→ WORK TO BE COMPLETED:
The records below are to be copied word for word, with every picture left out.

→ RECORDS FOR THE EXERCISE:

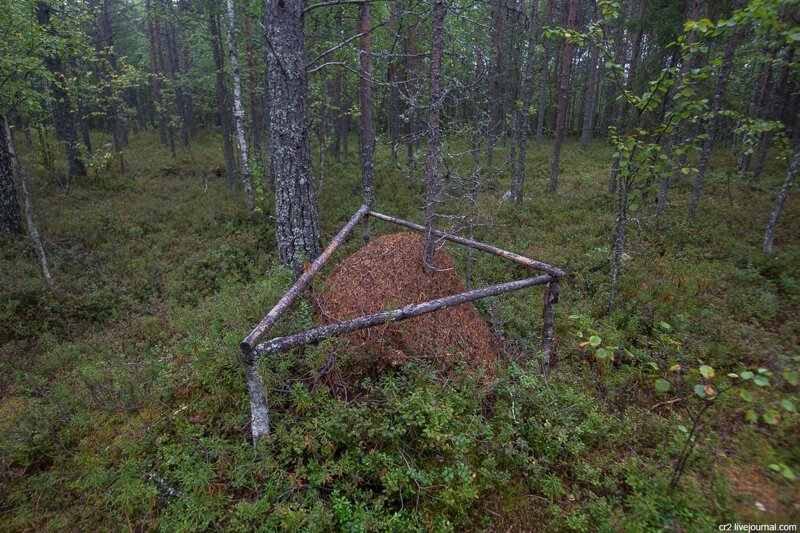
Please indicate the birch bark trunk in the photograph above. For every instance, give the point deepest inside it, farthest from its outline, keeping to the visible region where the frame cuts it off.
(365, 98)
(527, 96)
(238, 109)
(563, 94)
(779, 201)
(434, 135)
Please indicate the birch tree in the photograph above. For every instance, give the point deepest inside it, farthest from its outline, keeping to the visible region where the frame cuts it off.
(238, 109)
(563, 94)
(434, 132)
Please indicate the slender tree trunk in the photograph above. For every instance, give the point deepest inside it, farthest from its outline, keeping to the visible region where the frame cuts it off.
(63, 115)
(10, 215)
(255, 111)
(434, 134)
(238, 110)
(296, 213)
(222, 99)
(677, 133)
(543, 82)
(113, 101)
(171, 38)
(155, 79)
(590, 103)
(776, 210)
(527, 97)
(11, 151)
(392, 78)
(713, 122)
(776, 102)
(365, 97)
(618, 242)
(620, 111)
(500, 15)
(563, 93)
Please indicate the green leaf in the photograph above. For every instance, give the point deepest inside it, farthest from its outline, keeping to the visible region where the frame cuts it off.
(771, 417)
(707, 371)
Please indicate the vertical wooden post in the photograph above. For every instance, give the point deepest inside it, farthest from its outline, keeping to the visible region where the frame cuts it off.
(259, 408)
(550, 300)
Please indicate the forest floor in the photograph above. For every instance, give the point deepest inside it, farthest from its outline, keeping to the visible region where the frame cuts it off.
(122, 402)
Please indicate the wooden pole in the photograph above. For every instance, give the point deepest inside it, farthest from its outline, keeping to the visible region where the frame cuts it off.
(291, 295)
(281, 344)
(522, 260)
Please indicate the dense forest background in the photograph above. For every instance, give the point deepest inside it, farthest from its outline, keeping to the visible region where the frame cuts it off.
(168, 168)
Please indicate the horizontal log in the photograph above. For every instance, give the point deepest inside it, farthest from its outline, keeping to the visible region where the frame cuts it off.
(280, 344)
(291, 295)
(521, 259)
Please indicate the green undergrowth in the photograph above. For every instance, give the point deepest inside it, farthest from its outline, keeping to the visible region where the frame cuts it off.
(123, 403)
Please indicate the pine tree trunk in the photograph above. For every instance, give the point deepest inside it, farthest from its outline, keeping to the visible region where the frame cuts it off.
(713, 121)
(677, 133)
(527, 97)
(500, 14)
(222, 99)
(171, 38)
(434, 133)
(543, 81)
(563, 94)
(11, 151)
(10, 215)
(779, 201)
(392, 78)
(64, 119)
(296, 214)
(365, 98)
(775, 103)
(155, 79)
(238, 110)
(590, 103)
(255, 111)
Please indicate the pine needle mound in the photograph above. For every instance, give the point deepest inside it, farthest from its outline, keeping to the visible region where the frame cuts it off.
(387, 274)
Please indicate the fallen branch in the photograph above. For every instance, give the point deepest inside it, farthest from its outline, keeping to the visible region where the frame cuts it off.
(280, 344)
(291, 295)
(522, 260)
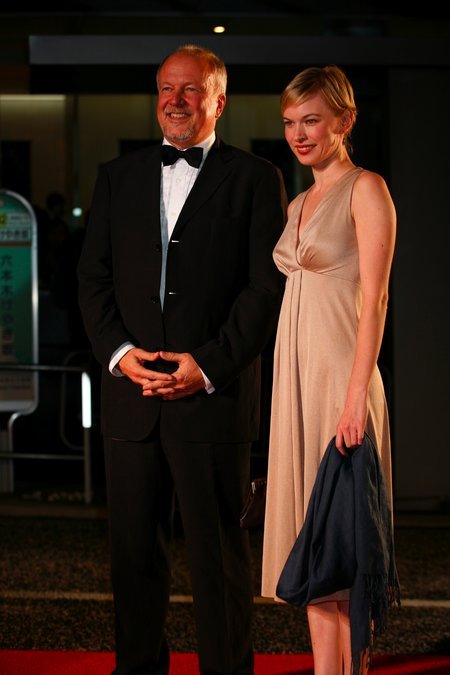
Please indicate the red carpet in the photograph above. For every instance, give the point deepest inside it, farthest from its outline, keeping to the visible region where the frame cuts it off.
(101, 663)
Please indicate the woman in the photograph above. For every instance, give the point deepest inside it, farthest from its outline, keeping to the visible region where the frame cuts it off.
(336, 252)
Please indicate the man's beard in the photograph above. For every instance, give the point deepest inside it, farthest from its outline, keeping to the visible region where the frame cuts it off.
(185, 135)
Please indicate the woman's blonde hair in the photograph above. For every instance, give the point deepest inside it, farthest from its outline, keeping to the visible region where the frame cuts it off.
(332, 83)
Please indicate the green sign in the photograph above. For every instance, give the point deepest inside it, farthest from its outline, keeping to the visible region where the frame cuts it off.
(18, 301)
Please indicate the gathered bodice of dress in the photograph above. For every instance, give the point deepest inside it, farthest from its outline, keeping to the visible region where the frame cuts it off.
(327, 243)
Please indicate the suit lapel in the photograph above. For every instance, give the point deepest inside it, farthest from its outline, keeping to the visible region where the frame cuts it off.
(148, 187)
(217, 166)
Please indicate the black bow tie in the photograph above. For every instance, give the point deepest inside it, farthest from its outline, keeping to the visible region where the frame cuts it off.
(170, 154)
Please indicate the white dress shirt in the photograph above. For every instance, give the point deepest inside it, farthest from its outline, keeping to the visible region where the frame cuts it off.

→ CORRECT ANSWER:
Please indicate the birch bark trunk in the photograph above. For every instance, give the point deepest inside it, farthest from its outline, keeping to the visible region where the frame cuts it off.
(365, 98)
(527, 96)
(238, 109)
(563, 94)
(779, 201)
(434, 135)
Please indicate the birch tree in the photograph above. For every instance, give the point deepest inside it, farthest from its outline, keeping to the visible region where the frame cuts it off.
(238, 109)
(563, 94)
(434, 132)
Please indicate the slender tree trunk in the photograph above. For every instance, give the point deepest inside it, farthest from its outline, keeping to the visible region where the frame cuts it off.
(63, 115)
(10, 215)
(255, 111)
(434, 134)
(238, 110)
(296, 213)
(222, 99)
(677, 133)
(543, 82)
(113, 101)
(171, 38)
(155, 79)
(590, 103)
(776, 210)
(527, 97)
(11, 151)
(392, 78)
(713, 122)
(776, 102)
(365, 97)
(618, 242)
(620, 111)
(500, 15)
(563, 93)
Please indicate the green leaf in the photograph above. For every instance, give the point deepest inside it, farthest from its outline, keeping to the visible region where the frame cuts it off.
(771, 417)
(707, 371)
Please indicate the vertical wooden post in the photograph above. For every instance, give the point deepest inside it, farthest from its outline, keeping to the visible region where the frame cuts it off.
(259, 408)
(550, 300)
Please indicate the forest floor in the photograph above. For every instance, give the point deepest inside it, farthest from its outline, keeping to the visible region where the frame cuts it off.
(122, 402)
Please indicate the wooden pole in the photograph above. For every instance, give the point deepest inside it, farthest from its outline, keeping to the visible region where the frame cuts it off.
(291, 295)
(281, 344)
(522, 260)
Please indicate the dense forest background in the photograph above. For every instance, give the point deepest inside it, farthest from its outline, keeping to the visible region where the frame cuts it off.
(168, 168)
Please indicate the horizontal log in the photograph above. For every instance, give the point deepest inside it, farthest from its outline, keeping to the visible region where the frame cuts it off.
(280, 344)
(291, 295)
(521, 259)
Please indicate the green undergrowth in the photograph above. For every instance, give the point deepest inside it, farthest from its outline, keeping to the visible region where the frame cuts it off.
(123, 403)
Please indicate the pine tree trunk in the photograph above. For every instance, give the point deepest inside it, farthest from its outline, keeping to the visible region where the frame cuts it off.
(713, 121)
(677, 133)
(527, 97)
(500, 14)
(222, 99)
(171, 38)
(434, 133)
(543, 81)
(563, 94)
(11, 151)
(10, 215)
(779, 201)
(392, 78)
(64, 119)
(296, 214)
(365, 98)
(775, 103)
(155, 79)
(238, 110)
(590, 103)
(255, 111)
Please indicate the pine needle mound in the photograph above. For every instance, give the point deepest inside it, farthest from its outline, keeping to the visible region where the frame cuts it off.
(387, 274)
Please indicate the fallen branch in the photograph above. For every instance, give the point deepest inside it, farthest from its outline, keeping to the visible region where the frame cuts it off.
(280, 344)
(291, 295)
(522, 260)
Please indicate the red carpet in the photograph above. For every instance, give the point deepest inside it, farthest from its outline, keeping to the visible region where the frame cuts it off.
(101, 663)
Please indicate the woman in the photograph above. For every instance, give the point deepest inside it, farthest from its outline, keeping to the visible region where the frame cuts it off.
(336, 252)
Please indicate the man's beard in the photograph above. For every instance, give the point deepest inside it, farthest from its outline, keeping to the visible region where the frame cuts it off.
(185, 135)
Please indicate the woman's blonde hair in the photograph above. For every instance, give the point deepest inside it, farthest from its outline, keeping to the visible region where the frame cuts it off.
(332, 83)
Please indicate the green sign in the photograph above. For every instance, give the point deepest inside it, farthest from its outline, keeping to the visible region where the frame cuts it off.
(18, 301)
Please indicate the gathered bodice of dress in the photograph above. For every instance, give the point deepest inside it, farthest from its outline, keeping to the visible region where the frame cuts it off.
(327, 243)
Please indicate the suit lapel in the photograph above. For every instance, give the point deepest inside it, farthest from its outline, keeping to the visible region where the frame cuts it off.
(148, 187)
(217, 166)
Please indicate the black bow tie in the photograph above. For every instance, give the point deepest inside it, farthest from its outline, keeping to the visible region where the frame cuts it off.
(170, 154)
Please indicate the white dress shirt in the photograph above. For every instance, give the point deepest inside it, farthest from its outline, keeping to the visible region where the frame cuts it off.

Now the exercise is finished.